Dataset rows
════

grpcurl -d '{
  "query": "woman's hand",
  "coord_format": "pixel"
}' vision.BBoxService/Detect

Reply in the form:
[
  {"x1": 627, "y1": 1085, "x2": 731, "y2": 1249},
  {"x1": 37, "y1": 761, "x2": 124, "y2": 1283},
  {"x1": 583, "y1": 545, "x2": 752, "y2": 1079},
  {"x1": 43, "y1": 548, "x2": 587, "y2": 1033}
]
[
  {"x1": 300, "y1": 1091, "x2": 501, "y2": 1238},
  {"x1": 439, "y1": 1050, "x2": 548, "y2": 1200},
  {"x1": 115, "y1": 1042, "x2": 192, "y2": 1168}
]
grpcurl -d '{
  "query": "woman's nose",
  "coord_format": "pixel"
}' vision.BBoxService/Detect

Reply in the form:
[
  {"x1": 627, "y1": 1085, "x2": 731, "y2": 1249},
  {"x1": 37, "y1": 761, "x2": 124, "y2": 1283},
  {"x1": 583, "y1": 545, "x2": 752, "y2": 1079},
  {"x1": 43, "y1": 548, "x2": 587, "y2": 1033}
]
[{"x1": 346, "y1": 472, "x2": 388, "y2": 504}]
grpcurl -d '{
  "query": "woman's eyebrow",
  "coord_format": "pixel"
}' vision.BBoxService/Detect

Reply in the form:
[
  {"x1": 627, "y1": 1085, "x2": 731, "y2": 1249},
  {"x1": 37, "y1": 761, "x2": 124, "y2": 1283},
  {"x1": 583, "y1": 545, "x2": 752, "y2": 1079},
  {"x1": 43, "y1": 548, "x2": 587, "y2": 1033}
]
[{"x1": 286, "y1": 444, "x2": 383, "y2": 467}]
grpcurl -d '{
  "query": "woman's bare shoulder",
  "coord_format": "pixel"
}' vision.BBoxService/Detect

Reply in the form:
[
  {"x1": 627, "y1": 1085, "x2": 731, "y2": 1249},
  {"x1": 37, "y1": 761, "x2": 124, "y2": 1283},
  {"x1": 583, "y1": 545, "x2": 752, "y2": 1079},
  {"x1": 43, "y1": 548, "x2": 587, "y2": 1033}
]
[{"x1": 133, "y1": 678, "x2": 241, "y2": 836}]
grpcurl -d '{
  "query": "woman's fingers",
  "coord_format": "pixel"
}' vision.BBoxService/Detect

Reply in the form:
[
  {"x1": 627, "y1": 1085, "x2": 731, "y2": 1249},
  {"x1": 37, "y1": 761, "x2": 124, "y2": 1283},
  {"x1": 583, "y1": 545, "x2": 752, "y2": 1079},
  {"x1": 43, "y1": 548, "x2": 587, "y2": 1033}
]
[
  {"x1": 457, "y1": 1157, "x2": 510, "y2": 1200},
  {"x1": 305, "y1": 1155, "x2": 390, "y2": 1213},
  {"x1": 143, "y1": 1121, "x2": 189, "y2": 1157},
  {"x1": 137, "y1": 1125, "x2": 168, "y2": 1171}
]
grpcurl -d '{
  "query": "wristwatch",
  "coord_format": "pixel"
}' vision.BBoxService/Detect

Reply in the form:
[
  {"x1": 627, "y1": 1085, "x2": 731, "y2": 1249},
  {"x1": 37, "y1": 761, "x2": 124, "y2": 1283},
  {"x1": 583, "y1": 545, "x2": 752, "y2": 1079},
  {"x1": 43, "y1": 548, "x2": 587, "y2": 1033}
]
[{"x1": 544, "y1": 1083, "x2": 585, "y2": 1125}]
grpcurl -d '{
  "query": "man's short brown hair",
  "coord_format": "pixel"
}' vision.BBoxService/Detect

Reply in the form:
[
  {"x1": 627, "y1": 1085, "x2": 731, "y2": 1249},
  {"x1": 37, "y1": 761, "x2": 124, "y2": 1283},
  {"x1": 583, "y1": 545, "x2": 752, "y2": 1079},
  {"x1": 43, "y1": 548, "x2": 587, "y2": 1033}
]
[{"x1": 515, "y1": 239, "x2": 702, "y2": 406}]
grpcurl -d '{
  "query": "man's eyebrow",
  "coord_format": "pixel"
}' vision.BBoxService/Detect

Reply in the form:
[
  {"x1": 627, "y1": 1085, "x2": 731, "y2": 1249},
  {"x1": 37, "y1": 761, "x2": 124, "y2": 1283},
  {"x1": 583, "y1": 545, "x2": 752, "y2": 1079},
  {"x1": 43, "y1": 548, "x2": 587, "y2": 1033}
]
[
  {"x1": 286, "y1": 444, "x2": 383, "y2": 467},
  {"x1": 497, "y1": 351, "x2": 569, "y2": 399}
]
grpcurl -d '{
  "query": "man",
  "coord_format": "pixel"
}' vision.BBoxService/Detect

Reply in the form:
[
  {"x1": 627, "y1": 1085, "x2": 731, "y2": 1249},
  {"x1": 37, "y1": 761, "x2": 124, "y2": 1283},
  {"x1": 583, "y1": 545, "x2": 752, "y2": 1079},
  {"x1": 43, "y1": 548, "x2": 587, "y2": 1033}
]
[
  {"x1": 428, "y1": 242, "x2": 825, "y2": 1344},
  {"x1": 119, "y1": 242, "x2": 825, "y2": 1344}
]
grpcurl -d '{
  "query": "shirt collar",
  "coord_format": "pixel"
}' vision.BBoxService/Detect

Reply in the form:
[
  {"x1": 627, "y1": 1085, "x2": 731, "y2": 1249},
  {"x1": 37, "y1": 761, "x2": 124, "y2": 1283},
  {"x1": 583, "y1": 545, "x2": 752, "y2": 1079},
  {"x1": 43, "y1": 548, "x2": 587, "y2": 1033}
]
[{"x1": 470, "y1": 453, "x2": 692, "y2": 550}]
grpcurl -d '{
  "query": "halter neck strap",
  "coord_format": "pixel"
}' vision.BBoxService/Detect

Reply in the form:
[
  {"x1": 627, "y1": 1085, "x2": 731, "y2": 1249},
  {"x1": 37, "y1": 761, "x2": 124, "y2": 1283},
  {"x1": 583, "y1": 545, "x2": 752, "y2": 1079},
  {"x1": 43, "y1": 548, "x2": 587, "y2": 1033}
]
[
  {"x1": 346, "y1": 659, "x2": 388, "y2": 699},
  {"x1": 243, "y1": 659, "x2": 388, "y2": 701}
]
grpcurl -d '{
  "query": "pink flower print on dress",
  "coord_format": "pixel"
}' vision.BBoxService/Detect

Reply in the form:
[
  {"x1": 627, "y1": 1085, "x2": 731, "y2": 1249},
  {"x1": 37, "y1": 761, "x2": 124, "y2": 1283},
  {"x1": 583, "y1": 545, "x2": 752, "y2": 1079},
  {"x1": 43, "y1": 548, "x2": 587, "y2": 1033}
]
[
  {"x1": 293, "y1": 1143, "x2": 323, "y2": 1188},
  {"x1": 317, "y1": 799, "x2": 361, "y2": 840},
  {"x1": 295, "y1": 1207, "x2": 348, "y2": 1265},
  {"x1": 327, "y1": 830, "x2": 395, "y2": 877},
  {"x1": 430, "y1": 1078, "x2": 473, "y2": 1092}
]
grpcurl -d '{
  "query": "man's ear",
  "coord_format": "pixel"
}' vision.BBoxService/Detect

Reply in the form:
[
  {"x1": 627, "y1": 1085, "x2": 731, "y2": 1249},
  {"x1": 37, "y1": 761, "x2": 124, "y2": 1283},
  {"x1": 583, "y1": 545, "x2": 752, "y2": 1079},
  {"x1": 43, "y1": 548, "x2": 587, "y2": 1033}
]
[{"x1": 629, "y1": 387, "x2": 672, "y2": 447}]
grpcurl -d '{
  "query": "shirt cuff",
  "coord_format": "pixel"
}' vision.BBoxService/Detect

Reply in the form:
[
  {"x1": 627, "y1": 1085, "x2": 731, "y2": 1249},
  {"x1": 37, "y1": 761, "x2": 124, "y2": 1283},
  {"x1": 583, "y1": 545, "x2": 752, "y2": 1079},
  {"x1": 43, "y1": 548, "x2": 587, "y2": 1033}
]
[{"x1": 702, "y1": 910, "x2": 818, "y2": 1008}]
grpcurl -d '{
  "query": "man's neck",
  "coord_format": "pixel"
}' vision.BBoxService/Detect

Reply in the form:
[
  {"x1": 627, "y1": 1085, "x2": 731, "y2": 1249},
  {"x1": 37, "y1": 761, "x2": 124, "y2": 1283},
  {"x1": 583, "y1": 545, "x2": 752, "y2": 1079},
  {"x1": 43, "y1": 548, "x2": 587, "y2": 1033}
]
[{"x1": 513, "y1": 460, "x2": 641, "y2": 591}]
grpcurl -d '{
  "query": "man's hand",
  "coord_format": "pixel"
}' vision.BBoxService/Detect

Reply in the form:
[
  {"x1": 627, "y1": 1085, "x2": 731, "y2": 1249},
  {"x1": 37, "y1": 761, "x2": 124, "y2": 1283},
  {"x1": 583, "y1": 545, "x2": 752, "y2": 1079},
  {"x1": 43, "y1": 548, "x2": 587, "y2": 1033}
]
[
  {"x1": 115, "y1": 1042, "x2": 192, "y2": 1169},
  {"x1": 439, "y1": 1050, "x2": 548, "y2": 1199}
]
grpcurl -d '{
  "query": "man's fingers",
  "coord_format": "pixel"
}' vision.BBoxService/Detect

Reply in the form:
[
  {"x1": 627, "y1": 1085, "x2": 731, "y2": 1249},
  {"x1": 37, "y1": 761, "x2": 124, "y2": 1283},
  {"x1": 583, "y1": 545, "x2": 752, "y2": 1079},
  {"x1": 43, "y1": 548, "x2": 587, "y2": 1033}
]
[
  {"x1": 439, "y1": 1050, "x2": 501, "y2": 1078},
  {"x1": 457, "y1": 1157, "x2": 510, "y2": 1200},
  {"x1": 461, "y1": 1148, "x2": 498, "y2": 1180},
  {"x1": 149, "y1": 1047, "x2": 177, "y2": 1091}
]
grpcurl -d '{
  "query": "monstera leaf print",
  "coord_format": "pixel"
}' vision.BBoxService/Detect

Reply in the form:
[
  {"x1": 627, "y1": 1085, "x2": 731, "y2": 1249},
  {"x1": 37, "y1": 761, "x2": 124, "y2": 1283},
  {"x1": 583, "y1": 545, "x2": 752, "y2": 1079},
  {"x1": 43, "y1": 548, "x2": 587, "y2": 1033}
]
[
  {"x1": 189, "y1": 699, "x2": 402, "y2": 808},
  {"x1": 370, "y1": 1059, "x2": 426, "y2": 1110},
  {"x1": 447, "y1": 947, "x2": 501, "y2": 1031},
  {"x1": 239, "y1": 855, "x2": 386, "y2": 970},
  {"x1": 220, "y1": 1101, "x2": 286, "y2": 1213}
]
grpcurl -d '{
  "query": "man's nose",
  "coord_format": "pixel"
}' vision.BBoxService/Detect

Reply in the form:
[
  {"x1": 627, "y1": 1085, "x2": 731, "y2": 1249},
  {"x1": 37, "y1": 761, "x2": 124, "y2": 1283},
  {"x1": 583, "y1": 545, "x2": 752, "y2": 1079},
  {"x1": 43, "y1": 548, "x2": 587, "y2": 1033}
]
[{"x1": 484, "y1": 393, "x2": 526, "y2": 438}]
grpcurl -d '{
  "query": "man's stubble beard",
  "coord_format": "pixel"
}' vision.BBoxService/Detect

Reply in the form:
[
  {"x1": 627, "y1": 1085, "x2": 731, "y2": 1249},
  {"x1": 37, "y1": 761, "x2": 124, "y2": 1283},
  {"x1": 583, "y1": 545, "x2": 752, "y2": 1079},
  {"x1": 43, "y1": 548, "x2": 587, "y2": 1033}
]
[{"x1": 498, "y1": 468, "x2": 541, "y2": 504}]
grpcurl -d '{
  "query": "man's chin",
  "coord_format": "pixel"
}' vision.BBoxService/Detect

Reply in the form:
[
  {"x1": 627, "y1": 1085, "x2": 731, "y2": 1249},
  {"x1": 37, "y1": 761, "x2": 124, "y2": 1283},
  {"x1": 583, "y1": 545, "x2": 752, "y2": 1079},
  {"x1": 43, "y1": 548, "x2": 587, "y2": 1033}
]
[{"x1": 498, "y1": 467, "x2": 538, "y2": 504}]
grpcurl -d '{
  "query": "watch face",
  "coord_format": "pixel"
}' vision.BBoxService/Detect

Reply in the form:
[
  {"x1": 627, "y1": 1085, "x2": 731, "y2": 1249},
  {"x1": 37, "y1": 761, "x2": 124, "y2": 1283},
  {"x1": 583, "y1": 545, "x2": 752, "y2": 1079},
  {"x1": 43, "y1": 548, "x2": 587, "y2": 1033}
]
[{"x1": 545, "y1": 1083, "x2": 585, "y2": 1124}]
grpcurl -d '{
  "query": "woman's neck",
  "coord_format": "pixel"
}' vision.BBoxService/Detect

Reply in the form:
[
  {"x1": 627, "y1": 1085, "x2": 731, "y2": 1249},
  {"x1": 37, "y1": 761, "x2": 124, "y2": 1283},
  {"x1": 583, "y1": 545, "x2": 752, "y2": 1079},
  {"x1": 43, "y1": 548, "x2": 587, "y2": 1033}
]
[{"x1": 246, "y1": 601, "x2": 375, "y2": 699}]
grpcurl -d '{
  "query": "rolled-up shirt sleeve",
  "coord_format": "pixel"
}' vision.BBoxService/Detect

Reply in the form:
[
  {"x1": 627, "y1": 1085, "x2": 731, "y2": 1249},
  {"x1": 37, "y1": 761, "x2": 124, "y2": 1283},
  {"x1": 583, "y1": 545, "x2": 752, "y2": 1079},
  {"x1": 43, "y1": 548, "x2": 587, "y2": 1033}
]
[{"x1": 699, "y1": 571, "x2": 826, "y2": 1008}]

════

■ The exercise ■
Pick out and copy every line of the rows above that contains the word "fingers". Treat the match as case-sensitive.

■ Task output ■
  "query": "woman's fingers",
  "query": "man's fingers",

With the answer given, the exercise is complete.